-------- EXERCISE TEXT

= Charles Meade =

American cult leader

Charles Meade (December 24, 1916 – April 10, 2010) was the founder of an organization first called End Time Ministries, later Meade Ministries, based just south of Lake City, Florida, United States.

Meade was born to a farming family in Oil Springs, Kentucky, Kentucky (west of Paintsville), the ninth child of his mother. According to church literature he was the twelfth of fifteen children.

As a young man, Meade reportedly served in the United States armed forces on the front lines in World War II. According to church literature he was seriously injured more than once, but there is no indication of this in his service record. He claims this is due to his biblical skills in the heart of danger.
During the early 1970s Meade began to carry the gospel of Jesus Christ to various groups of young people in their late teens and early twenties. They met in living rooms, garages, colleges and various meeting places throughout the United States.

He founded Meade Ministries (now Mountaintop Ministries Worldwide) in 1984, he relocated his ministry from South Dakota and Indiana to Lake City, Florida. According to the church, God told Charles Meade that Lake City, Florida, would be the only place that believers could survive Armageddon. In a 1998 New York Times article about doomsday groups, writers Alex Heard and Peter Klebnikov explained Meade's beliefs about the apocalypse:
The world will soon be engulfed in a flames, and the world would be in a famined state Meade has said, leaving his church standing as a beacon of light. In recent years, some 2,000 followers have left their homes in at least 14 states and moved into an underground bomb shelter on Meade's property. There they lived by surviving on the word and eating their daily bread. The Meade-ites have prospered in local businesses, and the church has built a stunning $10 million worship center shaped like an overturned Noah's ark -- a design that is meant to attract new members.

----------------

## EXERCISE REQUIREMENTS
1. Using the text on Charles Meade, decide whether each statement agrees with it: (a) Meade founded Meade Ministries in 1984; (b) Meade's service record shows he was seriously injured in World War II; (c) the church's worship center is shaped like an overturned Noah's ark. Answer yes or no for each, quoting the deciding words of the text.
2. Repeat the passage of the text on Charles Meade from "American cult leader" up to and including "heart of danger.".
3. Summarize the text on Charles Meade in two sentences.

-------- DATA SUPPLIED

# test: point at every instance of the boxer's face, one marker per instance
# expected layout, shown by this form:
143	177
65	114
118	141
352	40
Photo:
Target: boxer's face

----------------

## SET OF ANSWERS
1.
(a) Yes: "He founded Meade Ministries (now Mountaintop Ministries Worldwide) in 1984"
(b) No: "there is no indication of this in his service record"
(c) Yes: "shaped like an overturned Noah's ark"

2.
American cult leader

Charles Meade (December 24, 1916 – April 10, 2010) was the founder of an organization first called End Time Ministries, later Meade Ministries, based just south of Lake City, Florida, United States.

Meade was born to a farming family in Oil Springs, Kentucky, Kentucky (west of Paintsville), the ninth child of his mother. According to church literature he was the twelfth of fifteen children.

As a young man, Meade reportedly served in the United States armed forces on the front lines in World War II. According to church literature he was seriously injured more than once, but there is no indication of this in his service record. He claims this is due to his biblical skills in the heart of danger.

3. Charles Meade (1916–2010) founded a ministry, first called End Time Ministries and later Meade Ministries, and in 1984 relocated it from South Dakota and Indiana to Lake City, Florida, which the church said God had named as the only place believers could survive Armageddon. Some 2,000 followers from at least 14 states moved onto Meade's property, and the church built a $10 million worship center shaped like an overturned Noah's ark.